#### DATA EXTRACT

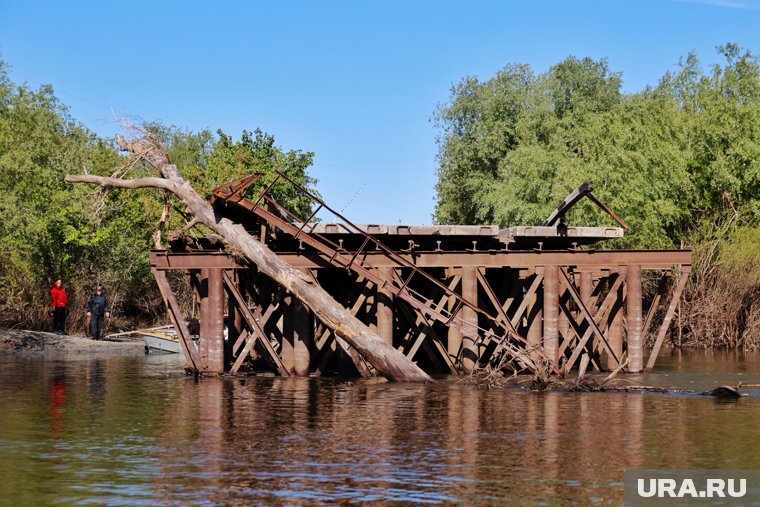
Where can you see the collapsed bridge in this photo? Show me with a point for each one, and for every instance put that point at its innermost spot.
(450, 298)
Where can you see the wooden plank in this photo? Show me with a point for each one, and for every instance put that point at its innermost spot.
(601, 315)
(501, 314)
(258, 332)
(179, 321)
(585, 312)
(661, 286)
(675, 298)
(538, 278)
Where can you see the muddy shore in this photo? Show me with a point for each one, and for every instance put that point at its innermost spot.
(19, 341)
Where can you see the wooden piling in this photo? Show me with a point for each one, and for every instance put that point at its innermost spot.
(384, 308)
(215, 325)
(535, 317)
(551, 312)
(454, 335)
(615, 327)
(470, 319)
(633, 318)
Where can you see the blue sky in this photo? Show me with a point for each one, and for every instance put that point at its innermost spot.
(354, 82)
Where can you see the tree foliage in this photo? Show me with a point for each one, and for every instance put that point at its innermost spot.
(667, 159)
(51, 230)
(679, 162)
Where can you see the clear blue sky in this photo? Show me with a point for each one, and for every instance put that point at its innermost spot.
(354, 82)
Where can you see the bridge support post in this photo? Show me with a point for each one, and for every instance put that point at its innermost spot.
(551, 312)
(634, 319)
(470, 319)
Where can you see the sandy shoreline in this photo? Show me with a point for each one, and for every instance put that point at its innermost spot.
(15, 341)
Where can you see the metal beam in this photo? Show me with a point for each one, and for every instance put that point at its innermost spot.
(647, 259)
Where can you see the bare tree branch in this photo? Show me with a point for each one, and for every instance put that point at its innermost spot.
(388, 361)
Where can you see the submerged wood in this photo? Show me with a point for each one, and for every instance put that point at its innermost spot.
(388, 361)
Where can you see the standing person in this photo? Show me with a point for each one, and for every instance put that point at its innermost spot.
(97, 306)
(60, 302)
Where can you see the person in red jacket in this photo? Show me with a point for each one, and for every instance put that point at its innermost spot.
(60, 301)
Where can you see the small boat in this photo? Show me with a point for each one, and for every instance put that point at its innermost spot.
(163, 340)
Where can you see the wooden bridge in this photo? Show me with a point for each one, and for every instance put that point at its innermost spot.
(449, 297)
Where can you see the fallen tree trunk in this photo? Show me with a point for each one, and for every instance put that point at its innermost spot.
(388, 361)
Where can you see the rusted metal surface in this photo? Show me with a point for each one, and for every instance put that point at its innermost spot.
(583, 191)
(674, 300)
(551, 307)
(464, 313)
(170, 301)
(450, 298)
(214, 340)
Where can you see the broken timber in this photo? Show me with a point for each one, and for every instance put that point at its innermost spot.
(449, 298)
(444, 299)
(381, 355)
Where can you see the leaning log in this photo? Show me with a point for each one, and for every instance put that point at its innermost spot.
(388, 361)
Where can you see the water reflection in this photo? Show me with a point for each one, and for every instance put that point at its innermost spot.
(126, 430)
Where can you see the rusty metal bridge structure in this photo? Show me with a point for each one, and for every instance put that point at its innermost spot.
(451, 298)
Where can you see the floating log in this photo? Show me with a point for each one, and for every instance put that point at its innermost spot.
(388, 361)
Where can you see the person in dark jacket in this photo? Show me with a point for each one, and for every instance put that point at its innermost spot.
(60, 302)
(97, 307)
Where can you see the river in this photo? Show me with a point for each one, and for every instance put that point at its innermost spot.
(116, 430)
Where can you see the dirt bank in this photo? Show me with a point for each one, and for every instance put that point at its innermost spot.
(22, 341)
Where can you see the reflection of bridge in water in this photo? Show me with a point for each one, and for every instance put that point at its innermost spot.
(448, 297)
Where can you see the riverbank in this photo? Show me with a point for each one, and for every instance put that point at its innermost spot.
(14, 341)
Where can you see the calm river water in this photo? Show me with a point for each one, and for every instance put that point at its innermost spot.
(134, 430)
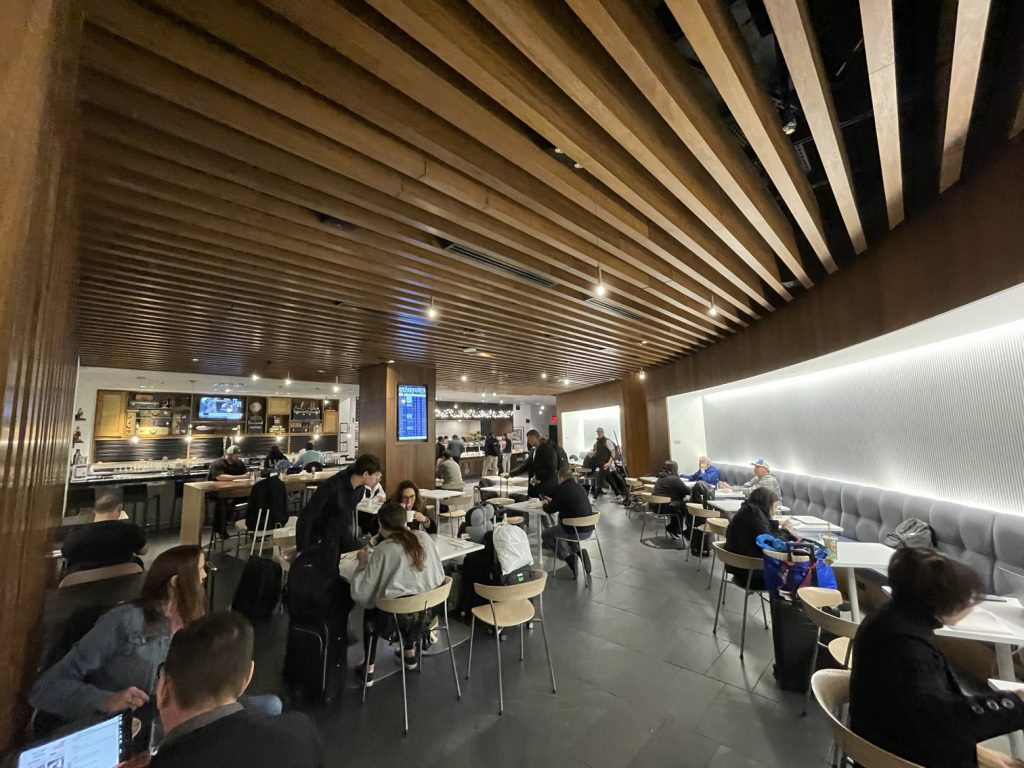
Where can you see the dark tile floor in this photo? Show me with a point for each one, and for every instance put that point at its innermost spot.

########

### TASK DIRECTIONS
Return each line of the material exactly as written; exclude the pictures.

### TASK SOLUTION
Where can you see the collapsed bridge in this photo? Show me with a point for each one, and for every instance put that point at its innermost spot.
(450, 298)
Where can you see the wooden plank in this photo? Show me with a point for each one, and for every instance put that point at its innermost spot.
(601, 315)
(501, 314)
(258, 332)
(179, 321)
(585, 312)
(661, 286)
(675, 298)
(538, 278)
Where can you see the muddy shore in this photo? Show me with a point for each one, and for every instance put that point at its innermost spot.
(19, 341)
Where can you see the wooden piling in this photo? Show me with a point for each one, and for every instance put that point at its innermost spot.
(384, 308)
(215, 325)
(535, 317)
(551, 312)
(454, 335)
(615, 327)
(470, 319)
(633, 318)
Where can you see the blue sky in this photo? Show me with a point for each one, and for every instance put that point at its innermost spot.
(354, 82)
Where can you see the tree foliage in this photo? Show me with a point for each one, and for every instance put that point at its innermost spot.
(667, 159)
(51, 230)
(679, 162)
Where can you see the clear blue sky in this photo? Show me with a point for each one, and for every instance put that point at its innermost spot.
(354, 82)
Where can you see the bridge support post in this photo? Show me with a point for each one, and for every instance put that point at its innermost spot.
(551, 312)
(634, 319)
(470, 319)
Where can you see the sandy shoreline in this photo? Show me with a point for each one, and for every instance put that point at its innermost spot.
(15, 341)
Where can you see the metal beam in this photo? Show me with a point for each one, and for every instance put that point at its innermost spot.
(647, 259)
Where can you see the bare tree branch in this photo? Show me with a point for each one, and for every instance put that point at its innermost spot.
(388, 361)
Where can you see the submerged wood in this photo? Show me with a point for each one, and for every instance put that point at its innermost spot.
(388, 361)
Where can you see the standing person in this photo? Show me with a point for each one, and for every instance put that point at its innermost spot.
(97, 306)
(60, 302)
Where can you see the person in red jacket in this photo? Show me with a point for each one, and for every instance put that point at its innermost spot.
(60, 301)
Where can you see the small boat in this photo? Show me with a point for each one, and for every instance put that point at its innermost spot.
(163, 340)
Where can you see the wooden bridge in this photo? Show me with a point for each one, and for every instance put that point at its innermost spot.
(449, 297)
Where can you see the fallen tree trunk in this photo? Show me with a point for each one, and for every instance put that point at its innermost spot.
(388, 361)
Where can you see the rusted metal surface in this photo? Show me with a point for each one, and for every instance put that point at its innermost spot.
(583, 191)
(674, 300)
(551, 307)
(464, 313)
(170, 301)
(450, 298)
(214, 340)
Where can you see the broken timber in this photo? Show me with a point for each one, and for every instance put that point at its innermost spot.
(449, 298)
(444, 299)
(381, 355)
Where can you see the leaning log in this photo? Show me with a point for each one, and for every instance put that point at its innermost spot.
(388, 361)
Where can you see the water reflection in this photo? Show me with a point for each one, and for every instance put that point at its innermost spot.
(126, 430)
Where can you see the rusty metal bridge structure in this photo? Show me with a point for each one, and for every instance put that point at its innermost spot.
(451, 298)
Where can you see the floating log in this photo? Show me with a point for each one, and for every instance put that point at its innermost spot.
(388, 361)
Where can you see the person in dark jacket in this photo? Show me with a point for each one, and for every instance put that point at its innermost spot.
(60, 302)
(97, 307)
Where can you see the river in this photo? Show me with a point for each one, and for every instance put that point at its innermost spot.
(116, 430)
Where can you see the dirt bank in this photo? Show me with a point for each one, and for every instance put that point at its innermost spot.
(22, 341)
Where can you see the reflection of bridge in water in this photo? Show me with a point for each one, and for every instance put that point at its innermost spot.
(448, 297)
Where can you see the riverbank in this photo? Show me with a point for each one, and for every instance put that point at its innermost spot.
(14, 341)
Where can you see the calm river water in this photo? Show me with a point for each one, and for every instance put that point at its innermost spot.
(134, 430)
Where can you see the dark tile floor in this photo? Show me with a point for each one, and for every instance put that point at its innermost spot.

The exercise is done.